━━━━━ Input material
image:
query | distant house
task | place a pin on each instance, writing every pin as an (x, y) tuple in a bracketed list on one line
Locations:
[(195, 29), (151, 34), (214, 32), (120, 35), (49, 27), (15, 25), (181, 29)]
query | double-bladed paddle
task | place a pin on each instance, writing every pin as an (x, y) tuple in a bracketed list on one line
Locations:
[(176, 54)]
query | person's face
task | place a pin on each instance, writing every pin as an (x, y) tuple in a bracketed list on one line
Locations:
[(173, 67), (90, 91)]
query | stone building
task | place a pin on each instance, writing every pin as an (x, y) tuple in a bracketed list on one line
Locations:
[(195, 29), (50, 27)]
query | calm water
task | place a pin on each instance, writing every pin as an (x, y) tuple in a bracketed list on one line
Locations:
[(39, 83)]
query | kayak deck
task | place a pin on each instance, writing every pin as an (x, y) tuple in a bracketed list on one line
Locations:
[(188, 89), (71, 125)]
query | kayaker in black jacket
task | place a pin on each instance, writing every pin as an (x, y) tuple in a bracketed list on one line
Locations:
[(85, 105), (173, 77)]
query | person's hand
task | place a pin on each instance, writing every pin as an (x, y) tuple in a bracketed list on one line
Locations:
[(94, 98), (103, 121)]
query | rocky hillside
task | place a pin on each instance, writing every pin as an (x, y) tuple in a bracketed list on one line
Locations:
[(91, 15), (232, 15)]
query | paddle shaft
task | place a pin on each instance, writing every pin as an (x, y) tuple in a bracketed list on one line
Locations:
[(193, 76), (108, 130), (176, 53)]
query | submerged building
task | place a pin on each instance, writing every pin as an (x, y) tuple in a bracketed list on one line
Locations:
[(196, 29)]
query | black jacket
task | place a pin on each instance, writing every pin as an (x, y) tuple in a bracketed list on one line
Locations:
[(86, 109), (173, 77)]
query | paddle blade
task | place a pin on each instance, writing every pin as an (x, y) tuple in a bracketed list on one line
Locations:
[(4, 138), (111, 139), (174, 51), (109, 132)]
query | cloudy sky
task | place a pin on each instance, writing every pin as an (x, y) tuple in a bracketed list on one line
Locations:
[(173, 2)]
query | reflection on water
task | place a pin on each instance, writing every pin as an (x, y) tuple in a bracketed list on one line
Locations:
━━━━━━━━━━
Exercise details
For this exercise, output the entries above exactly as written.

Task result
image:
query | distant house
task | place a pin on each instance, writing every pin as an (x, y) tuple in a bracketed list on one line
Locations:
[(195, 29), (151, 34), (214, 32), (120, 35), (49, 27), (15, 25), (181, 29)]
query | double-bladed paddle
task | place a pin on each instance, writing every pin as an (x, y) tuple in a bracketed list on one line
Locations:
[(176, 54)]
query | person's face
task | place a pin on each instance, writing every pin as an (x, y) tuple in a bracketed list on one line
Locations:
[(173, 67), (90, 91)]
query | stone building
task | place a pin on each instance, writing every pin as an (x, y) tuple in a bracketed list on one line
Locations:
[(195, 29), (50, 27)]
query | calm water
task | place a pin on each instance, writing every pin as an (x, y) tuple in a bracketed list on one line
Locations:
[(39, 83)]
query | kayak deck
task | place a pin on each instance, writing every pin as an (x, y) tuple in a bracketed list on one line
Locations:
[(188, 89), (71, 125)]
query | kayaker in black jacket
task | place a pin on each instance, writing every pin as an (x, y) tuple in a bracketed list on one line
Locations:
[(85, 105), (173, 77)]
query | person's hand
task | place a pin on each instance, writing every pin as an (x, y) tuple in a bracketed list on one line
Locations:
[(94, 98), (103, 121)]
query | rocky hillside
task | place a pin on each instance, writing every pin as an (x, y) tuple in a bracketed list on one line
Locations:
[(91, 15), (232, 15)]
query | paddle shaft
task | place a pin on each instance, writing every pin as an (x, y) tuple in a bracketed list on one line
Locations:
[(193, 76), (108, 130), (176, 53)]
query | submerged building
task | place a pin on each instance, writing every pin as an (x, y) tuple in a bracketed list on one line
Locations:
[(196, 29)]
query | black jacket
task | place a pin on each instance, writing every pin as an (x, y) tuple in a bracketed list on one line
Locations:
[(86, 109), (173, 77)]
query | paddle blade
task | place a pin on each instance, writing every pin as an (x, y) tuple in a bracketed list on one line
Locations:
[(4, 138), (111, 139), (174, 51), (109, 132)]
query | cloudy sky
task | place a pin on each instance, writing every pin as an (x, y) tuple in a bracketed list on one line
Locations:
[(173, 2)]
query | reflection on water
task | place a pin on each instance, writing every pin as an (x, y) tuple in a bracketed list on one line
Locations:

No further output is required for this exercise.